GIVEN TEXT:
----------------------------------------
Q: I do not see how one can begin without conviction.
M: Stay with me for some time, or give your mind to what I say and do and conviction
will dawn.
Q: Not everybody has the chance of meeting you.
M: Meet your own self. Be with your own self, listen to it, obey it, cherish
it, keep it in mind ceaselessly. You need no other guide. As long as your urge
for truth affects your daily life, all is well with you. Live your life without
hurting anybody. Harmlessness is a most powerful form of Yoga and it will take
you speedily to your goal. This is what I call nisarga yoga, the Natural yoga.
It is the art of living in peace and harmony, in friendliness and love. The
fruit of it is happiness, uncaused and endless.
Q: Still, all this presupposes some faith.
M: Turn within and you will come to trust yourself. In everything else confidence
comes with experience.
Q: When a man tells me that he knows something I do not know, I have the right
to ask: 'what is if that you know, that I do not know?'
M: And if he tells you that it cannot be conveyed in words?
----------------------------------------
RECORD SET:
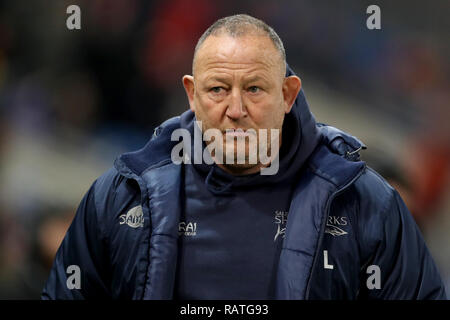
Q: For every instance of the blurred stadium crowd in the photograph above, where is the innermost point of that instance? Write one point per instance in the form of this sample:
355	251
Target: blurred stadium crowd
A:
71	101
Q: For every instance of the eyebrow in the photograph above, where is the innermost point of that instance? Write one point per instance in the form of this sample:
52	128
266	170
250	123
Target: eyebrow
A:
219	79
253	79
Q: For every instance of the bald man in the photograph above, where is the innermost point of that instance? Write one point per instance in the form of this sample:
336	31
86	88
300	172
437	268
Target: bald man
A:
244	196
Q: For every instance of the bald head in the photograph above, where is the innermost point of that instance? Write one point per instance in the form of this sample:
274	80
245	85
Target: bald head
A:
240	26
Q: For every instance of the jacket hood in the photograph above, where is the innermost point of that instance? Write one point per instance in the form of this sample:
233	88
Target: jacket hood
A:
300	137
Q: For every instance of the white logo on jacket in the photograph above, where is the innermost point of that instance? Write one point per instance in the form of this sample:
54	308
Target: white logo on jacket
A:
280	221
335	224
187	228
134	217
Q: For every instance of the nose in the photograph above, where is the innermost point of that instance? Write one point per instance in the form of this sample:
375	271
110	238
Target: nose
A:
236	108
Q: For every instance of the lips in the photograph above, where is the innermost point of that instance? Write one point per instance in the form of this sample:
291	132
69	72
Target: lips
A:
238	132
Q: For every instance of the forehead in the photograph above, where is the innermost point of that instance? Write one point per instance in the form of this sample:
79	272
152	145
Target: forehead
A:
253	52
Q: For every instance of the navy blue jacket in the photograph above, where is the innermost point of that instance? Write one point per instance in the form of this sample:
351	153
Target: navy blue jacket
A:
348	235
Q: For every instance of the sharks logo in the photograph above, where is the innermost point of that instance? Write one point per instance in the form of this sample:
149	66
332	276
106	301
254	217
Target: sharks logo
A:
134	218
335	226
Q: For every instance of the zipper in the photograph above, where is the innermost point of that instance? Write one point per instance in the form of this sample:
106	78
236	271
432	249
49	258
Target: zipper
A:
322	228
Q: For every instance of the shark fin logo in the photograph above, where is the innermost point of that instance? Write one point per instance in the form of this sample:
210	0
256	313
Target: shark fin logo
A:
334	231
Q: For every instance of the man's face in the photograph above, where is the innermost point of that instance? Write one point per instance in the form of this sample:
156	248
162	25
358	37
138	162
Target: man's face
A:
239	83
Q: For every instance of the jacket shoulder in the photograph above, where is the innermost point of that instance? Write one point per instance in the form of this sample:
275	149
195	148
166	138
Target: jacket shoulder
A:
113	191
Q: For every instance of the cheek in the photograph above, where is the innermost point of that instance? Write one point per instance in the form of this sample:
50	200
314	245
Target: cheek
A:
268	114
208	111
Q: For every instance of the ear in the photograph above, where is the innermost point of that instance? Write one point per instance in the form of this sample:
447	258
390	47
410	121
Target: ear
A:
291	88
188	83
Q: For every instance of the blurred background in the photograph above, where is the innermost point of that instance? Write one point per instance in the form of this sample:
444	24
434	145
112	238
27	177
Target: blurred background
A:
71	101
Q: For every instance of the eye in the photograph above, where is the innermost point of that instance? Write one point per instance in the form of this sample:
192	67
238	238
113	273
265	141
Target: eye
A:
216	89
254	89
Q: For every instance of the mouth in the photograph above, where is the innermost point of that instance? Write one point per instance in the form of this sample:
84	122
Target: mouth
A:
239	132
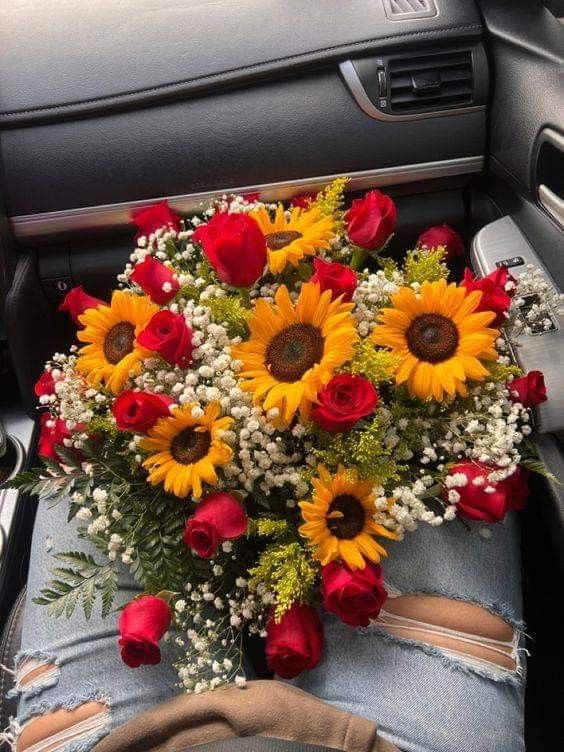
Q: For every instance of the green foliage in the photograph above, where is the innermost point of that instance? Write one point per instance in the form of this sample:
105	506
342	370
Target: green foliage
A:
230	312
364	448
421	266
287	571
81	580
376	364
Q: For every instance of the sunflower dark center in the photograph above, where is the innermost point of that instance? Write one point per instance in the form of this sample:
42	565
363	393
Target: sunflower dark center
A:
119	342
189	446
432	337
350	519
277	240
293	351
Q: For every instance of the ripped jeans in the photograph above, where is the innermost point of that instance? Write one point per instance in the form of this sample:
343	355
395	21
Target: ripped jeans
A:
74	664
425	698
432	684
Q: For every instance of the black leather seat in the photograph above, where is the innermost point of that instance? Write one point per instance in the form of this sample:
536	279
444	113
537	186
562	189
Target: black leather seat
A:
9	645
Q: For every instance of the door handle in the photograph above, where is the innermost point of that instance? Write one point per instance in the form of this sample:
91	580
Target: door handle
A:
550	173
552	203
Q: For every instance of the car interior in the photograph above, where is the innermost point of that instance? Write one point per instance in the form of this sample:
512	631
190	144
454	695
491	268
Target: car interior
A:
453	107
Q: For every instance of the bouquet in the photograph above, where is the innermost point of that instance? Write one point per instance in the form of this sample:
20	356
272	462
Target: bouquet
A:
266	404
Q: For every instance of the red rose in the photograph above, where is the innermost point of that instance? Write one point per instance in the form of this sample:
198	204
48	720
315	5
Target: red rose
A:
139	411
371	220
169	335
235	247
154	217
77	301
294	644
141	625
530	389
477	503
340	279
53	433
156	280
45	384
304	200
343	402
217	518
355	596
494	295
443	235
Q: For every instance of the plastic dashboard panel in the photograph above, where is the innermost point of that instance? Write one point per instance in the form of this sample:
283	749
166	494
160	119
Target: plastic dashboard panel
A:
131	102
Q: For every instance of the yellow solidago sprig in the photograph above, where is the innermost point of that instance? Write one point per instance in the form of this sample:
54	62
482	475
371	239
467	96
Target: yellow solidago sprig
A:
286	570
331	202
376	364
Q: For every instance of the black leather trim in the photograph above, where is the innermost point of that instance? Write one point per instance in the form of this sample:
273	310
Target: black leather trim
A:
9	645
45	74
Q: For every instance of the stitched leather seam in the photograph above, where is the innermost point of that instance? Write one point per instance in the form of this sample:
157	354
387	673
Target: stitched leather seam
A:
241	70
5	648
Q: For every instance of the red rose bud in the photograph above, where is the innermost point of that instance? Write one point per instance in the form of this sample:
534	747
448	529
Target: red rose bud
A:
529	390
45	384
141	625
53	433
494	295
371	220
218	517
156	280
343	402
477	500
169	335
442	235
77	301
340	279
356	596
294	644
139	411
304	200
154	217
235	247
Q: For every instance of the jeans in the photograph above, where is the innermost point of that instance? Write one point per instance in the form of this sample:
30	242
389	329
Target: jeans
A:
424	699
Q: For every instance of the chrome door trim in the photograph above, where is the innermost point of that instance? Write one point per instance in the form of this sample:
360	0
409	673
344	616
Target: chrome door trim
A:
352	79
28	227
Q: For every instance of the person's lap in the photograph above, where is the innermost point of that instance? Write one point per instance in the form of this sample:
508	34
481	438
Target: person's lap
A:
424	697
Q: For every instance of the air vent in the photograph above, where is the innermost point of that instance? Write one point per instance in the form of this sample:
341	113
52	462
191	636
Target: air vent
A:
430	82
404	10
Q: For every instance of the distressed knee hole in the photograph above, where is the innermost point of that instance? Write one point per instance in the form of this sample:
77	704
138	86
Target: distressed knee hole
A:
463	629
56	729
34	674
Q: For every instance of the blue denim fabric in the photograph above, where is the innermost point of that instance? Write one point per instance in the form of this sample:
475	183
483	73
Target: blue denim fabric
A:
423	699
86	651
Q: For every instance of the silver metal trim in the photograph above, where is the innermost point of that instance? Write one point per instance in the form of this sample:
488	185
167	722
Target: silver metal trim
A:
352	79
407	15
552	203
110	216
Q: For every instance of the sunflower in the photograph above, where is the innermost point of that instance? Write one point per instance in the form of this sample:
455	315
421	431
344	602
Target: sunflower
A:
339	519
294	350
290	239
111	354
187	450
439	337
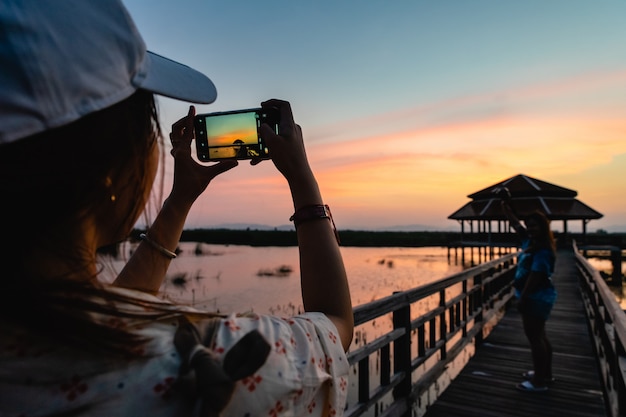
----------------------------------------
Could you rewrite the passage of the dialogue, starting with "Q: Not everybody" and going on through "uncaused and endless.", with "harmony" replaced by "balance"?

Q: Not everybody has the chance of meeting you.
M: Meet your own self. Be with your own self, listen to it, obey it, cherish
it, keep it in mind ceaselessly. You need no other guide. As long as your urge
for truth affects your daily life, all is well with you. Live your life without
hurting anybody. Harmlessness is a most powerful form of Yoga and it will take
you speedily to your goal. This is what I call nisarga yoga, the Natural yoga.
It is the art of living in peace and balance, in friendliness and love. The
fruit of it is happiness, uncaused and endless.